┏━━
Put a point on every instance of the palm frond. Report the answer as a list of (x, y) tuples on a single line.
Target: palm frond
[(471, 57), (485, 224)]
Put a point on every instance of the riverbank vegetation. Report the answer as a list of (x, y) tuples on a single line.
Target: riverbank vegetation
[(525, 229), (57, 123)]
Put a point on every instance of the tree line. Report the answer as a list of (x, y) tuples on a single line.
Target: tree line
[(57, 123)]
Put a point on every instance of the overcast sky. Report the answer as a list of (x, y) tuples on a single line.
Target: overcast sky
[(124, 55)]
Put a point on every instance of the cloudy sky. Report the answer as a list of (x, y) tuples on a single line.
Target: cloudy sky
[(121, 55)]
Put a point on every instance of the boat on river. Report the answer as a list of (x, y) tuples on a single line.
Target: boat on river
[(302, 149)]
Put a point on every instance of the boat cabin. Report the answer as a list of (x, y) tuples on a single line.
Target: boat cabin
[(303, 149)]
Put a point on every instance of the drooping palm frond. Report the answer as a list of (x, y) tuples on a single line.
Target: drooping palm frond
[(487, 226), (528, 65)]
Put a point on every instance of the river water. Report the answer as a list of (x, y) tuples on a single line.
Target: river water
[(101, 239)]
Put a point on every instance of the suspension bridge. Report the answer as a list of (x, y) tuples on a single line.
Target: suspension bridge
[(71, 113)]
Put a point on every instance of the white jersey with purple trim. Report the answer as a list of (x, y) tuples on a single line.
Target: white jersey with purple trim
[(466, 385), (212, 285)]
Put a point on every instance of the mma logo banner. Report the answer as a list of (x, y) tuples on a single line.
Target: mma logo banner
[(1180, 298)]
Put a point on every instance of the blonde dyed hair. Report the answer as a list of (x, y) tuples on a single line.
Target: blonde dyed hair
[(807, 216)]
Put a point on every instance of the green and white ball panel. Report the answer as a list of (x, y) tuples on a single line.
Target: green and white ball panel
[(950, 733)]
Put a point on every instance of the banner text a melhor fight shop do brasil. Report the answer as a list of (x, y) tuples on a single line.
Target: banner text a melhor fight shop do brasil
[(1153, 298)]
┗━━
Reproduce the material above verbatim, every line in its original order.

Put a point on every instance of the palm frond. Report the answer as a list of (x, y) tuples on a single line.
Target: palm frond
[(471, 57), (485, 224)]
Put a point on every instance of the riverbank vegetation. Report the answer as a list of (x, y) tuples on a single line.
Target: riverbank vegetation
[(525, 229), (57, 123)]
Put a point on every instance of the tree line. Report the answer as a list of (x, y) tuples on a single line.
Target: tree line
[(57, 123)]
Put a point on every instance of the overcast sky. Report the answer as a list of (x, y) tuples on a single line.
Target: overcast sky
[(124, 55)]
Put a point on every instance of the cloudy sky. Report the answer as a list of (x, y) tuples on a single line.
Target: cloudy sky
[(121, 55)]
Put a point on every instance of the boat on river. Report the answer as a list of (x, y) tuples on a single line.
Target: boat on river
[(302, 149)]
Put a point on every instance of the boat cabin. Report the answer as a list of (x, y) tuples on a single line.
Target: boat cabin
[(303, 149)]
Put a point on every instance of the drooping palm frond. Report the answer as a list of (x, y) tuples on a single line.
Target: drooping palm frond
[(487, 226), (528, 65)]
Put a point on every instance of the river water. Report the answer as a list of (x, y) tuples on a single line.
Target: river water
[(101, 239)]
Put a point on every instance of the suspension bridge. Report the answer as a list of (x, y) tuples on a single line.
Target: suspension bridge
[(71, 113)]
Put a point on every instance of the white jersey with purple trim. Report the answer as a list of (x, y) tuples on a single line.
Target: white jersey with purple trim
[(466, 385), (212, 285)]
Put a point on every instance of the mma logo banner. Report the answer as a list of (x, y) tuples on a single line.
Target: mma logo banner
[(1180, 298)]
Put a point on every instance of the blonde dyed hair. Report the answer as a list of (x, y) tuples on a single line.
Target: blonde dyed hair
[(807, 216)]
Put a point on every instance of the green and white ball panel. Report the answer as a list of (x, y) tuples on a single line.
Target: green and white ball panel
[(950, 733)]
Put a point on every instance of the banner text a melhor fight shop do brasil. Report the answer as a list of (x, y) tuples on a single line.
Target: banner text a melhor fight shop do brasil
[(1153, 298)]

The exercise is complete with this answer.